Aim of the exercise: Carry on the text about the Cape Cod aquifer test, starting right after its last sentence.

Estimation of hydraulic parameters from an unconfined aquifer test conducted in a glacial outwash deposit, Cape Cod, Massachusetts

An aquifer test conducted in a sand and gravel, glacial outwash deposit on Cape Cod, Massachusetts was analyzed by means of a model for flow to a partially penetrating well in a homogeneous, anisotropic unconfined aquifer. The model is designed to account for all significant mechanisms expected to influence drawdown in observation piezometers and in the pumped well. In addition to the usual fluid-flow and storage processes, additional processes include effects of storage in the pumped well, storage in observation piezometers, effects of skin at the pumped-well screen, and effects of drainage from the zone above the water table. The aquifer was pumped at a rate of 320 gallons per minute for 72-hours and drawdown measurements were made in the pumped well and in 20 piezometers located at various distances from the pumped well and depths below the land surface. To facilitate the analysis, an automatic parameter estimation algorithm was used to obtain relevant unconfined aquifer parameters, including the saturated thickness and a set of empirical parameters that relate to gradual drainage from the unsaturated zone.

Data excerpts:
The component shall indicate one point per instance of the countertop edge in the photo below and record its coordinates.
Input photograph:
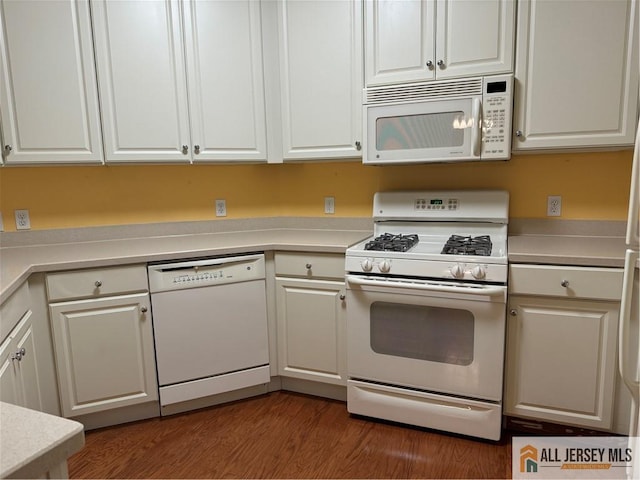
(32, 458)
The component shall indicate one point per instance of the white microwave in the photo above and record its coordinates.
(441, 121)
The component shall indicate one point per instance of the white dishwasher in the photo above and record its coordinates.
(210, 326)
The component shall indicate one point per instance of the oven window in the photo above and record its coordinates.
(426, 333)
(431, 130)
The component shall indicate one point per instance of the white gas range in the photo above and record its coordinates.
(426, 311)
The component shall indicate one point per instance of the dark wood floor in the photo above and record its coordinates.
(283, 435)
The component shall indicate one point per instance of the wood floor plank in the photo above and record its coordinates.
(283, 435)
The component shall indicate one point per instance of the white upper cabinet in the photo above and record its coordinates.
(48, 94)
(421, 40)
(225, 77)
(180, 81)
(320, 47)
(577, 74)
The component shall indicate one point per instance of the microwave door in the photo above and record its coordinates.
(430, 131)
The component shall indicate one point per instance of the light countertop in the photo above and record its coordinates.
(17, 262)
(33, 443)
(590, 243)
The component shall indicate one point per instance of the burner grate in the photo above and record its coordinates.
(391, 242)
(461, 245)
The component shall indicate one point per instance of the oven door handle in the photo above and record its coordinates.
(484, 290)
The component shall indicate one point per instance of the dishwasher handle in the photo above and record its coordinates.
(206, 272)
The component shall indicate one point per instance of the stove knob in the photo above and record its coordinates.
(478, 272)
(367, 265)
(457, 271)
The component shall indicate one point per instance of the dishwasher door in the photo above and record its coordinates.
(210, 339)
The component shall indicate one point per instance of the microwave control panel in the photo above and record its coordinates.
(497, 95)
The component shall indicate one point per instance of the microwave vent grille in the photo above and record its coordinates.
(436, 90)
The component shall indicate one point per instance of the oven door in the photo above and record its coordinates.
(433, 336)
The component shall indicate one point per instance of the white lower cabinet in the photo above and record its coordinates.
(19, 382)
(311, 318)
(562, 344)
(19, 376)
(103, 344)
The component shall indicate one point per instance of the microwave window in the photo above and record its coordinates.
(431, 130)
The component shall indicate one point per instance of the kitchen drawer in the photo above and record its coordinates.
(14, 309)
(310, 265)
(97, 282)
(568, 282)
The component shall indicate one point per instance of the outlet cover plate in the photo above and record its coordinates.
(23, 222)
(329, 205)
(221, 207)
(554, 205)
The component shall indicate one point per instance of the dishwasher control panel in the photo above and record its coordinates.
(201, 273)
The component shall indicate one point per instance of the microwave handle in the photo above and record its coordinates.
(476, 134)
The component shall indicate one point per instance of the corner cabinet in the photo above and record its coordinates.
(103, 339)
(311, 316)
(48, 92)
(19, 376)
(181, 81)
(422, 40)
(320, 55)
(574, 88)
(562, 344)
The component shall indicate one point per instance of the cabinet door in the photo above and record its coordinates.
(142, 80)
(48, 92)
(399, 41)
(28, 381)
(226, 81)
(474, 37)
(19, 382)
(575, 88)
(104, 353)
(320, 73)
(311, 330)
(561, 360)
(8, 373)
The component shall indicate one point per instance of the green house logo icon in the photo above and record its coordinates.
(528, 459)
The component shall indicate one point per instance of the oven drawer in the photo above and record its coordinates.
(310, 265)
(568, 282)
(97, 282)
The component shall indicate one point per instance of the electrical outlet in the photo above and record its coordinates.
(554, 205)
(221, 208)
(22, 220)
(329, 205)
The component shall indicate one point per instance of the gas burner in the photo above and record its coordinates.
(391, 242)
(459, 245)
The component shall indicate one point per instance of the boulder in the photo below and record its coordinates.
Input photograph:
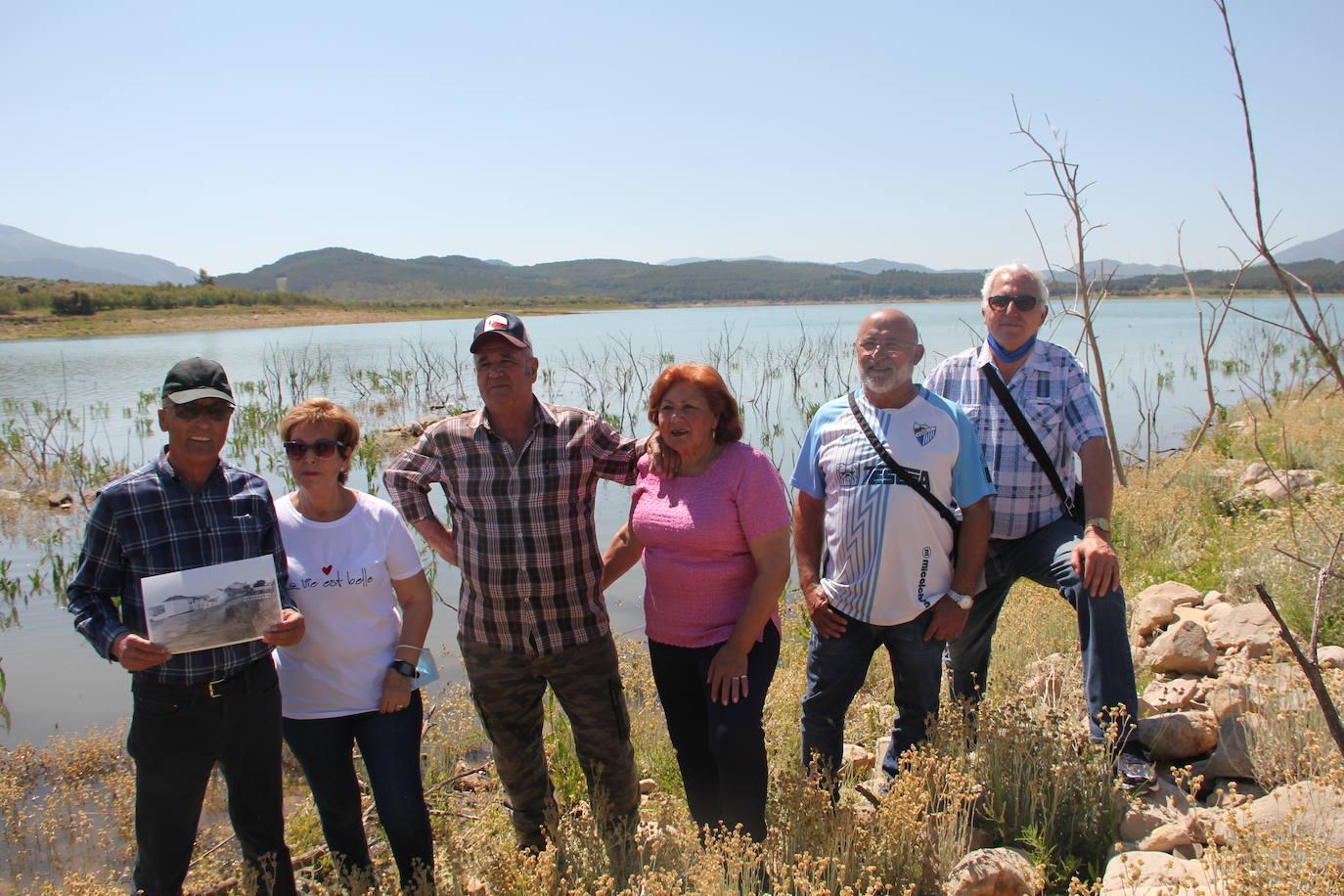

Answer space:
Drainage from the unsaturated zone is treated in this paper as a finite series of exponential terms, each of which contains one empirical parameter that is to be determined. It was necessary to account for effects of gradual drainage from the unsaturated zone to obtain satisfactory agreement between measured and simulated drawdown, particularly in piezometers located near the water table. The commonly used assumption of instantaneous drainage from the unsaturated zone gives rise to large discrepancies between measured and predicted drawdown in the intermediate-time range and can result in inaccurate estimates of aquifer parameters when automatic parameter estimation procedures are used.
The values of the estimated hydraulic parameters are consistent with estimates from prior studies and from what is known about the aquifer at the site. Effects of heterogeneity at the site were small as measured drawdowns in all piezometers and wells were very close to the simulated values for a homogeneous porous medium. The estimated values are: specific yield, 0.26; saturated thickness, 170 feet; horizontal hydraulic conductivity, 0.23 feet per minute; vertical hydraulic conductivity, 0.14 feet per minute; and specific storage, 1.3x10-5 per foot.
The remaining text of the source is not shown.